::: TEXTE ÉTUDIÉ :::

Entre 2003 et 2015, le recul de la part des employéEs syndiquéEs, laissait place à une augmentation importante de la place occupée par la rémunération des médecins (professionnels rémunérés par la RAMQ). Sur cette période, la part des médecins est passée de 8 à 11,7 % des dépenses de programmes. Depuis, la révision des ententes avec les médecins spécialistes, mais surtout le report de plusieurs interventions médicales en raison de la COVID, a permis de rétablir la part des médecins à 9,4 %.
Évolution de la rémunération et des dépenses de programmes, Gouvernement du Québec, 2014-15 à 2021-2022.
Source : Calculs de la CSQ. Secrétariat du Conseil du trésor, Budget des dépenses 2021-2022, renseignements supplémentaires, tableau page 108.
Que dégager comme constat de cet exercice autour des chiffres qui proviennent du Conseil du trésor et de calculs effectués par l’économiste de la CSQ ?
Redonner la place qu’occupaient les employéEs des services publics en 2014 (c’est-à-dire revenir à 43,1%) permettrait d’injecter 980 millions de dollars ou d’accorder près de 2,5 % de plus en augmentation ou en amélioration des conditions de travail. Revenir au niveau de 2003 (46,1%) ouvre l’espace budgétaire de 3,8 G$ ou une augmentation de la masse salariale de 10 % supplémentaire.

::: DONNÉES ENREGISTRÉES :::

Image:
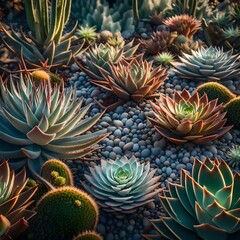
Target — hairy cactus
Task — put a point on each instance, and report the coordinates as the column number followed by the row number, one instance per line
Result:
column 89, row 235
column 215, row 90
column 57, row 173
column 233, row 112
column 62, row 214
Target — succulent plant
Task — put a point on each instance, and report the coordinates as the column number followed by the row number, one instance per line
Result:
column 42, row 123
column 164, row 58
column 123, row 185
column 57, row 173
column 99, row 57
column 233, row 109
column 203, row 206
column 208, row 64
column 133, row 79
column 195, row 8
column 62, row 214
column 87, row 34
column 14, row 201
column 233, row 156
column 46, row 45
column 215, row 90
column 183, row 24
column 98, row 13
column 160, row 41
column 88, row 235
column 188, row 118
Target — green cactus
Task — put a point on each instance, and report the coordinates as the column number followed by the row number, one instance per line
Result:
column 233, row 112
column 216, row 90
column 62, row 214
column 57, row 173
column 89, row 235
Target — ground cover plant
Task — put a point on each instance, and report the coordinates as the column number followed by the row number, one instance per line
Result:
column 119, row 119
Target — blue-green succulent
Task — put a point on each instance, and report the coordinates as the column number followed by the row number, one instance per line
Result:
column 123, row 185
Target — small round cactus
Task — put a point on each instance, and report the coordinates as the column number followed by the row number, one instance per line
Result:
column 89, row 235
column 40, row 75
column 215, row 90
column 62, row 214
column 104, row 36
column 233, row 112
column 57, row 173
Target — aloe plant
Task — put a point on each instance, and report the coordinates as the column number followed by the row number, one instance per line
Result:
column 43, row 123
column 46, row 44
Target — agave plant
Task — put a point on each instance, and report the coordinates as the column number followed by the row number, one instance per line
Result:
column 46, row 44
column 99, row 57
column 189, row 118
column 160, row 41
column 123, row 185
column 133, row 79
column 14, row 202
column 43, row 123
column 183, row 24
column 203, row 206
column 208, row 64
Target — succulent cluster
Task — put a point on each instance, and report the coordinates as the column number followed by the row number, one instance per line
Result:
column 133, row 79
column 208, row 64
column 42, row 123
column 189, row 118
column 122, row 185
column 14, row 201
column 183, row 25
column 63, row 213
column 46, row 45
column 204, row 205
column 101, row 55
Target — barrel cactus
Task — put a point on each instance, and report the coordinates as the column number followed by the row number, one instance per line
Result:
column 204, row 205
column 57, row 173
column 123, row 185
column 208, row 64
column 186, row 118
column 233, row 112
column 41, row 123
column 215, row 90
column 62, row 214
column 89, row 235
column 14, row 200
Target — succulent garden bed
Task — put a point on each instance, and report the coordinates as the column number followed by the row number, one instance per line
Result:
column 140, row 101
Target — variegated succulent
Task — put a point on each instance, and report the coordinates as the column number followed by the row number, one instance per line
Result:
column 204, row 205
column 100, row 55
column 46, row 45
column 160, row 41
column 43, row 123
column 133, row 79
column 208, row 64
column 183, row 24
column 189, row 118
column 14, row 202
column 123, row 185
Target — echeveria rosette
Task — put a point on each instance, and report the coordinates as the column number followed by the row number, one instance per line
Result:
column 205, row 205
column 189, row 118
column 123, row 185
column 14, row 200
column 43, row 123
column 208, row 64
column 133, row 79
column 100, row 55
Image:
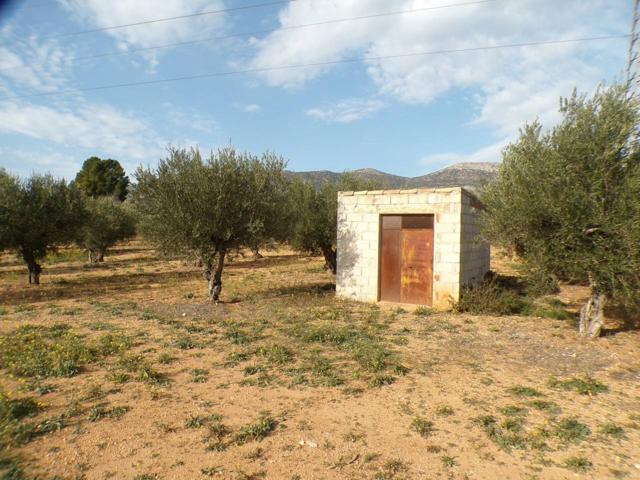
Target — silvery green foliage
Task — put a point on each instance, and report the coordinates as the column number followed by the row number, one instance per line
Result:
column 567, row 201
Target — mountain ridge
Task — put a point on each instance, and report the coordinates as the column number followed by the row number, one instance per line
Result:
column 472, row 175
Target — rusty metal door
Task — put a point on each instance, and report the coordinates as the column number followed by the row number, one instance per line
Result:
column 406, row 259
column 390, row 257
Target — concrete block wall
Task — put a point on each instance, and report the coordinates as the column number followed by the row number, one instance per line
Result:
column 359, row 235
column 475, row 256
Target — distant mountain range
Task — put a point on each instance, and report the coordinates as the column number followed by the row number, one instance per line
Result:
column 467, row 174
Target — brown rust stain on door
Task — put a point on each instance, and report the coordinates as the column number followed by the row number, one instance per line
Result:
column 406, row 259
column 390, row 257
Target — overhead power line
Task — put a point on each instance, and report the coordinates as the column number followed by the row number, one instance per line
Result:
column 309, row 65
column 283, row 28
column 170, row 19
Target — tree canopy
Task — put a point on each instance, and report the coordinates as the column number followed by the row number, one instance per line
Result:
column 568, row 201
column 314, row 215
column 208, row 207
column 36, row 216
column 98, row 178
column 108, row 221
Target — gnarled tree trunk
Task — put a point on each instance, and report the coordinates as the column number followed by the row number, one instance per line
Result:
column 330, row 259
column 213, row 273
column 34, row 269
column 592, row 313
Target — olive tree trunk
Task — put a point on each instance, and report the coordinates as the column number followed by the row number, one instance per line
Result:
column 330, row 259
column 213, row 273
column 592, row 313
column 256, row 253
column 34, row 269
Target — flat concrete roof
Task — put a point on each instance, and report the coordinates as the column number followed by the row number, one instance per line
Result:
column 410, row 191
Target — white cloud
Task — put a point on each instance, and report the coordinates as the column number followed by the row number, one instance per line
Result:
column 97, row 127
column 34, row 64
column 252, row 108
column 24, row 162
column 101, row 14
column 191, row 120
column 346, row 111
column 511, row 85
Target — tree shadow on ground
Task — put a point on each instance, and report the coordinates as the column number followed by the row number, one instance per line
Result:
column 620, row 319
column 92, row 287
column 265, row 262
column 313, row 289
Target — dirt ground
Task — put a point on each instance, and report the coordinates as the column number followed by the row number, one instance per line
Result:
column 284, row 381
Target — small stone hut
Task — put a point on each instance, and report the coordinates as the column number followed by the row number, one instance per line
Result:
column 409, row 246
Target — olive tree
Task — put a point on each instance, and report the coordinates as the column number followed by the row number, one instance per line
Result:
column 108, row 221
column 99, row 177
column 37, row 215
column 314, row 215
column 209, row 207
column 568, row 201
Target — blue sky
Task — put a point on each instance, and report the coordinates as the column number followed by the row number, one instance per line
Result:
column 407, row 116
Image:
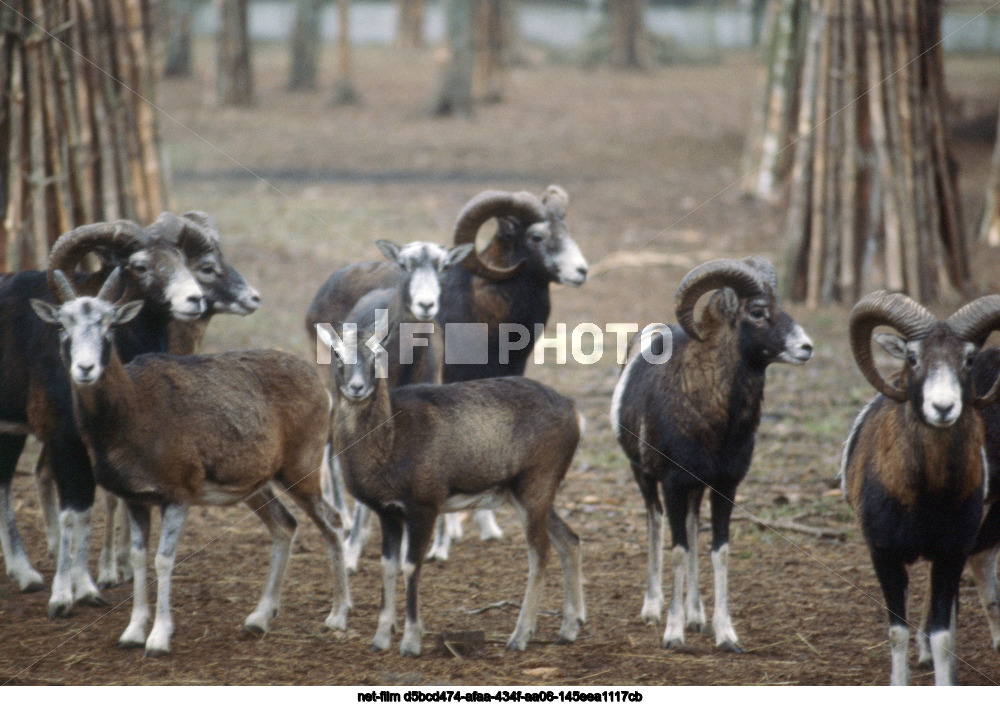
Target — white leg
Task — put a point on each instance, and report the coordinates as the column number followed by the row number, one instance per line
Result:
column 673, row 636
column 899, row 640
column 332, row 484
column 387, row 616
column 722, row 624
column 652, row 605
column 48, row 497
column 486, row 521
column 526, row 619
column 925, row 660
column 943, row 649
column 984, row 572
column 453, row 523
column 135, row 633
column 282, row 527
column 158, row 642
column 567, row 546
column 107, row 564
column 694, row 607
column 84, row 589
column 122, row 543
column 442, row 538
column 16, row 558
column 61, row 602
column 359, row 535
column 413, row 631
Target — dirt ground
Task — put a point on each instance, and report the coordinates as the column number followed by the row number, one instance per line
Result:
column 651, row 162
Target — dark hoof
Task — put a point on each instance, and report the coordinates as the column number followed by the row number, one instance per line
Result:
column 95, row 601
column 60, row 611
column 254, row 630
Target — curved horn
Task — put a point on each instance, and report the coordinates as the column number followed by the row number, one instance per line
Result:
column 62, row 289
column 121, row 237
column 974, row 322
column 764, row 268
column 882, row 308
column 714, row 274
column 523, row 206
column 181, row 231
column 555, row 199
column 110, row 286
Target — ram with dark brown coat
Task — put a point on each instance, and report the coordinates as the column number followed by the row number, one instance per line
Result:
column 413, row 452
column 914, row 464
column 176, row 431
column 687, row 424
column 35, row 391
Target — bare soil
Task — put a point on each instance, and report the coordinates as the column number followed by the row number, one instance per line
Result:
column 652, row 164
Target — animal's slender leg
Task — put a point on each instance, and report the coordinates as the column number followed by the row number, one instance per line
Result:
column 392, row 539
column 722, row 622
column 567, row 545
column 652, row 604
column 677, row 505
column 535, row 522
column 19, row 567
column 984, row 571
column 891, row 573
column 135, row 633
column 172, row 523
column 419, row 528
column 282, row 527
column 694, row 607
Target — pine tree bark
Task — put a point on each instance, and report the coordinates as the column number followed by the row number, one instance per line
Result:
column 453, row 93
column 179, row 16
column 872, row 191
column 344, row 90
column 79, row 140
column 989, row 226
column 305, row 44
column 234, row 81
column 410, row 29
column 628, row 33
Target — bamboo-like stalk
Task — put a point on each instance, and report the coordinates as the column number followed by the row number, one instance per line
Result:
column 77, row 145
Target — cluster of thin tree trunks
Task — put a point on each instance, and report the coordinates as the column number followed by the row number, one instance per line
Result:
column 78, row 130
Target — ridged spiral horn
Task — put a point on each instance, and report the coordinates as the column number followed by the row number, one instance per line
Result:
column 888, row 309
column 739, row 276
column 974, row 322
column 523, row 206
column 123, row 238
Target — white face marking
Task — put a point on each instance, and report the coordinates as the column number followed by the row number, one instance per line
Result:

:::

TRAVAIL À FAIRE
• A. Relevez tous les pourcentages mentionnés dans le texte sur la rémunération dans le secteur public québécois.
• B. D'après le texte sur la rémunération dans le secteur public québécois, combien de dollars permettrait d'injecter un retour à la part qu'occupaient les employéEs des services publics en 2014 ?
• C. Reprenez le texte sur la rémunération dans le secteur public québécois après sa dernière phrase.
Les lignes n'ont aucun rôle dans ce travail.

RÉSULTATS PAR TÂCHE
• A. 8 %, 11,7 %, 9,4 %, 43,1 %, 2,5 %, 46,1 %, 10 %

• B. 980 millions de dollars.

• C.
Conclusion
Il est de notoriété publique que les salariéEs syndiquéEs des secteurs public et parapublic ne sont pas rémunéréEs à la hauteur de la valeur réelle de leur prestation de travail. Année après année, l’Institut de la statistique du Québec nous rappelle qu’un retard se creuse. Il est en 2020 de 9,2 %. Il en est ainsi parce que le gouvernement sait qu’il a le gros bout du bâton durant la négociation avec ses salariéEs syndiquéEs. Voilà pourquoi il se permet de distribuer généreusement des augmentations salariales à certains groupes privilégiés et qu’il réserve aux autres des augmentations qui se situent entre 0 à 2% par année.
Les faits sont têtus. Le gouvernement Legault préfère embrouiller le débat en utilisant des chiffres gonflés. En agissant ainsi, il passe sous silence certaines données réelles qui nous permettraient de comprendre que depuis des décennies on impose aux salariéEs syndiquéEs des secteurs public et parapublic de faire des efforts pour sauver les finances publiques. Constatons qu’à l’instar de ses prédécesseurs, lors des négociations des rapports collectifs de travail dans les secteurs public et parapublic, lui aussi se permet de manipuler les chiffres et d’y aller de données partielles qui correspondent à des demi-vérités.
La balle est maintenant dans le camp du gouvernement Legault. À lui de contester les données que nous sommes parvenus à accumuler depuis ces dernières semaines. À lui autrement dit de nous donner tort ou raison. Et si jamais nous avons raison, à son gouvernement d’annoncer qu’il va enfin délier les cordons de la bourse pour que s’amorce un véritable processus de rattrapage salarial pour les salariéEs syndiquéEs des secteurs public et parapublic.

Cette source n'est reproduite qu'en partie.